Stored records:
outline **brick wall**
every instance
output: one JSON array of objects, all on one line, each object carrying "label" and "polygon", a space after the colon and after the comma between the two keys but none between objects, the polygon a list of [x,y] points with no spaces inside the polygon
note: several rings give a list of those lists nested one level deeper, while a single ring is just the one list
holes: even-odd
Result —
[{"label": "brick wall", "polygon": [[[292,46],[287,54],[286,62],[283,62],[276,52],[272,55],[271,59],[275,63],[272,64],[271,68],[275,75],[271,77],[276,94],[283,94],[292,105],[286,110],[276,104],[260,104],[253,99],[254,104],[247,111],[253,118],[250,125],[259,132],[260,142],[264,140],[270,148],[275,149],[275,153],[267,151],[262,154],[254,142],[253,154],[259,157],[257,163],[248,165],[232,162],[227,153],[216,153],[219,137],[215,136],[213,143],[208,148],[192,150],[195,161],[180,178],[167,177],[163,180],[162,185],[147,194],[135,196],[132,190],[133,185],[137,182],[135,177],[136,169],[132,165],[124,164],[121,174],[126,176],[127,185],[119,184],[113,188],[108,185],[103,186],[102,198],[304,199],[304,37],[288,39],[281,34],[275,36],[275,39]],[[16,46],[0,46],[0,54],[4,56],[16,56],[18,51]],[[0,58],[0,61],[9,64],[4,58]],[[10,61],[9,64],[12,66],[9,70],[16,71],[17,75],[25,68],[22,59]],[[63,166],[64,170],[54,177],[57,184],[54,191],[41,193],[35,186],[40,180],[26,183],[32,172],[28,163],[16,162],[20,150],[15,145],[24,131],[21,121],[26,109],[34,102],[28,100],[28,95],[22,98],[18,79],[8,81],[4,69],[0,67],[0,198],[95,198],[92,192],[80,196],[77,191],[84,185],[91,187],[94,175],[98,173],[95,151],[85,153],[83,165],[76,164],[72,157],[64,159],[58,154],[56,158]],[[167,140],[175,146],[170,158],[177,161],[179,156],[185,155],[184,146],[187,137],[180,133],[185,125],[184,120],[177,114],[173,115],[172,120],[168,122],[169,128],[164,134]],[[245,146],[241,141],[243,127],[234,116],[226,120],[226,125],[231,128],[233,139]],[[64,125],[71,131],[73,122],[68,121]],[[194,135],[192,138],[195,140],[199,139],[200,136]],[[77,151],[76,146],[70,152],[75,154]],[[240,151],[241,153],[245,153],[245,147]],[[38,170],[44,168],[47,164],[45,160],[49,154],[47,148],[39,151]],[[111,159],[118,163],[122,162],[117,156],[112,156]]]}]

CHALLENGE: Count how many lines in the entries above contain the string "list". Reply with the number alone.

FULL OUTPUT: 2